** Start of Data section **
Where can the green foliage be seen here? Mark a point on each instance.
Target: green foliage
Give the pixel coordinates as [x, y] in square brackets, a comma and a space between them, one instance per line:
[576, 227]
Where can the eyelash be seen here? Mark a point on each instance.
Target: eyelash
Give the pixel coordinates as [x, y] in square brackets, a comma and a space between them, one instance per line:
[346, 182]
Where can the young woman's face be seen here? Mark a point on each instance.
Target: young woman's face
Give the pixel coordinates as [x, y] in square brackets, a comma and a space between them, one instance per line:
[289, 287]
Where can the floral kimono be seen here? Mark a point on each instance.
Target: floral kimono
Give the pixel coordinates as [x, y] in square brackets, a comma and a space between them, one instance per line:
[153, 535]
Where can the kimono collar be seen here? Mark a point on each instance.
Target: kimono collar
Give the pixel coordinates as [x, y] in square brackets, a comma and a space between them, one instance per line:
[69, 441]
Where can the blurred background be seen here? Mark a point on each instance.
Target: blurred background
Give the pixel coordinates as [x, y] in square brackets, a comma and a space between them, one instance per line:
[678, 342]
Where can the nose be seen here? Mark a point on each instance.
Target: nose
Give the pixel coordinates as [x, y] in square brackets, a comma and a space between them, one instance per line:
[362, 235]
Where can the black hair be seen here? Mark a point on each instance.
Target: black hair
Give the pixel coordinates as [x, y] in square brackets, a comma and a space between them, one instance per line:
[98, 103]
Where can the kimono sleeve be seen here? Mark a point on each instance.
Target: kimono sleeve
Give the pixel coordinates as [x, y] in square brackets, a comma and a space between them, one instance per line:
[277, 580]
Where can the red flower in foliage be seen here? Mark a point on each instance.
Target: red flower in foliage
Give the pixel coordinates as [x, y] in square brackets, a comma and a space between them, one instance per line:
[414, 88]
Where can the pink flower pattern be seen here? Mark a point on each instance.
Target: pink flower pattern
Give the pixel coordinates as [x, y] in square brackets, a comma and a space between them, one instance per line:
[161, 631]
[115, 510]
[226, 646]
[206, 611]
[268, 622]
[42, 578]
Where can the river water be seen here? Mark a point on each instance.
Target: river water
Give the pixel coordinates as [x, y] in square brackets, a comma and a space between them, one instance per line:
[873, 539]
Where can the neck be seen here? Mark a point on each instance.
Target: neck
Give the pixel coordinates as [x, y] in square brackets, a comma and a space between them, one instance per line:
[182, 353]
** End of Data section **
Turn every line of the material above into a Markdown table with the columns "Row" and "Line," numbering each row and leaving out any blank lines.

| Row | Line |
|---|---|
| 1 | Where can the green foliage be seen here? Mark a point on each instance. |
| 2 | Target: green foliage |
| 3 | Give the pixel coordinates as [x, y] in square brackets, a comma and a space between them, one instance per line: |
| 4 | [576, 227] |
| 5 | Where can the eyelash be seen here? Mark a point on each instance. |
| 6 | Target: eyelash |
| 7 | Give the pixel coordinates as [x, y] in square brackets, a comma and a space between them, one instance per line: |
| 8 | [346, 182] |
| 9 | Where can the young woman's face be seen here? Mark a point on each instance. |
| 10 | Target: young woman's face |
| 11 | Give the pixel coordinates as [x, y] in square brackets, a comma and a space between them, one instance per line: |
| 12 | [289, 287] |
| 13 | Where can the floral kimono be seen here? Mark a point on each instance. |
| 14 | Target: floral kimono |
| 15 | Give the pixel coordinates as [x, y] in square brackets, a comma and a space between them, one instance per line: |
| 16 | [153, 535] |
| 17 | Where can the kimono collar be seen here? Mark a point on each instance. |
| 18 | Target: kimono collar |
| 19 | Give the pixel coordinates as [x, y] in square brackets, a comma and a space between them, one instance per line: |
| 20 | [69, 441] |
| 21 | Where can the blurred background be seen here? Mark a point on each instance. |
| 22 | Target: blurred background |
| 23 | Give the pixel coordinates as [x, y] in square brackets, a comma and a space between them, one instance per line: |
| 24 | [678, 342] |
| 25 | Where can the nose be seen here? Mark a point on each instance. |
| 26 | Target: nose |
| 27 | Give the pixel coordinates as [x, y] in square brackets, a comma and a space between them, one instance per line: |
| 28 | [362, 235] |
| 29 | Where can the black hair be seen here? Mark a point on each instance. |
| 30 | Target: black hair |
| 31 | Give the pixel coordinates as [x, y] in square brackets, a comma and a space between them, one instance per line: |
| 32 | [98, 103] |
| 33 | Where can the kimono sleeve be seen here? Mark a point on each instance. |
| 34 | Target: kimono sleeve |
| 35 | Give the pixel coordinates as [x, y] in square brackets, a comma and a space between them, one instance per line: |
| 36 | [277, 580] |
| 37 | Where can the red flower in foliage be seen here? Mark a point on each instance. |
| 38 | Target: red flower in foliage |
| 39 | Give the pixel coordinates as [x, y] in square brackets, a comma and a space between them, one instance per line: |
| 40 | [414, 88] |
| 41 | Where can the pink flower pattern be seen here? Mark a point on each instance. |
| 42 | Target: pink flower pattern |
| 43 | Give the pixel coordinates as [x, y] in square brackets, a comma and a space between them, one instance per line: |
| 44 | [161, 631] |
| 45 | [115, 510] |
| 46 | [226, 646] |
| 47 | [206, 611] |
| 48 | [268, 622] |
| 49 | [42, 578] |
| 50 | Where can the river water be seen here? Mark a point on each instance. |
| 51 | Target: river water |
| 52 | Give the pixel coordinates as [x, y] in square brackets, a comma and a space between them, one instance per line: |
| 53 | [873, 539] |
| 54 | Where can the neck be seen here? Mark a point on each instance. |
| 55 | Target: neck |
| 56 | Give the pixel coordinates as [x, y] in square brackets, a comma and a space between them, one instance per line: |
| 57 | [182, 353] |